QUOTED PASSAGE
Townes Van Zandt : For the Sake of a Song
On the seedy side of Houston you could walk into the "Old Quarter" and see blues artists like Lightnin' Hopkins or cowboy singers like Jerry Jeff Walker. For five consecutive nights in July of 1973, a skinny songwriter , six albums deep in his career, got up on stage with just his acoustic guitar and sang his heart out. You'd never know by the quiet of the room that hundreds of people were packed should to shoulder listening to classics like "Pancho and Lefty" and "If I Needed You". Sitting in a corner, manning a four track portable tape recorder was Earl Willis. The result, released in 1977, is an intimate album, the perfect setting for the stark songs of Townes Van Zandt. The "rosetta stone" of Texas music according to the liner notes.
Van Zandt wasn't always this lucid. He had suffered from manic depression and was treated with insulin shock therapy. The treatment damaged his long tern memory and when he drank, which was often, he had all kinds of problems. He sang in such a sad way he would diminish the pretty melodies he created.
Of course he had his fans. Steve Earle famously called Van Zandt "the best songwriter in the whole wide world, and I'll stand on Bob Dylan's coffee table in my cowboy boots and say that." Chris Robinson of the Black Crowes told Van Zandt biographer John Kruth that he'd been given a copy of the album by Mark Olson of the Jayhawks and that the record "really spoke to me. I listened to it constantly while on a tour of Europe. In rock and roll people tend to forget about the importance of songwriting. Townes really inspired me to become a better songwriter. That motherfucker had his antennas up."

EXERCISE GOAL
Reproduce the stretch of the Townes Van Zandt article from "Townes Van Zandt : For" through "the liner notes.", word for word.

RECORDED DATA
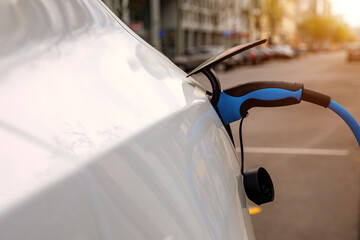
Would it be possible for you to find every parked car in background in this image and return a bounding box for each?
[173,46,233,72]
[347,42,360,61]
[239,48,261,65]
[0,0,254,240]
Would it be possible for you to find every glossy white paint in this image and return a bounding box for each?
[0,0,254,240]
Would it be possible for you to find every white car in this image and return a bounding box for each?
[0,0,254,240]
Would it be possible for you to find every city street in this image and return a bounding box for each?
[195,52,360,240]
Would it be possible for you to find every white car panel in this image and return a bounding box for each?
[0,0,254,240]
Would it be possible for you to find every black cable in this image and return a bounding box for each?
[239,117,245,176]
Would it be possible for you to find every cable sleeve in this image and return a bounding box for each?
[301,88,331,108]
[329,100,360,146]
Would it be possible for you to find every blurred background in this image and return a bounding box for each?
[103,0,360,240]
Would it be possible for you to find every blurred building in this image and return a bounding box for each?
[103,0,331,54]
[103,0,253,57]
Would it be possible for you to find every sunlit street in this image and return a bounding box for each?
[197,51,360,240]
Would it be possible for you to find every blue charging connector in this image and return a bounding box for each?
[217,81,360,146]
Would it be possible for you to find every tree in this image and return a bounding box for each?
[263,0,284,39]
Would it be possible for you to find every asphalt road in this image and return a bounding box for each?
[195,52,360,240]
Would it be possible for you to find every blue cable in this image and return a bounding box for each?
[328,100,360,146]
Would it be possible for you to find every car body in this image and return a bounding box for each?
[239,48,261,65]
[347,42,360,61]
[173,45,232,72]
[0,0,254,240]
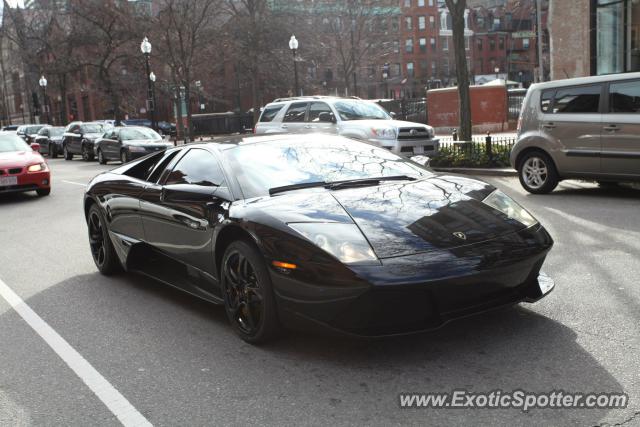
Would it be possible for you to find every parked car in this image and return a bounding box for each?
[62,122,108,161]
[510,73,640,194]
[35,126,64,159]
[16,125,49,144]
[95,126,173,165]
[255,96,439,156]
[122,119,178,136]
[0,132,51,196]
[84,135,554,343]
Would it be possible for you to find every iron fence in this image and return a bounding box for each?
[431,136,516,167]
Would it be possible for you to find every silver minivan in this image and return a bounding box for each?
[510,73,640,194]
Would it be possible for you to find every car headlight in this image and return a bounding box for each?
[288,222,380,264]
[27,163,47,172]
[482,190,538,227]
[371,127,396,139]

SOLUTION TO THIS EXERCISE
Townes Van Zandt : For the Sake of a Song
On the seedy side of Houston you could walk into the "Old Quarter" and see blues artists like Lightnin' Hopkins or cowboy singers like Jerry Jeff Walker. For five consecutive nights in July of 1973, a skinny songwriter , six albums deep in his career, got up on stage with just his acoustic guitar and sang his heart out. You'd never know by the quiet of the room that hundreds of people were packed should to shoulder listening to classics like "Pancho and Lefty" and "If I Needed You". Sitting in a corner, manning a four track portable tape recorder was Earl Willis. The result, released in 1977, is an intimate album, the perfect setting for the stark songs of Townes Van Zandt. The "rosetta stone" of Texas music according to the liner notes.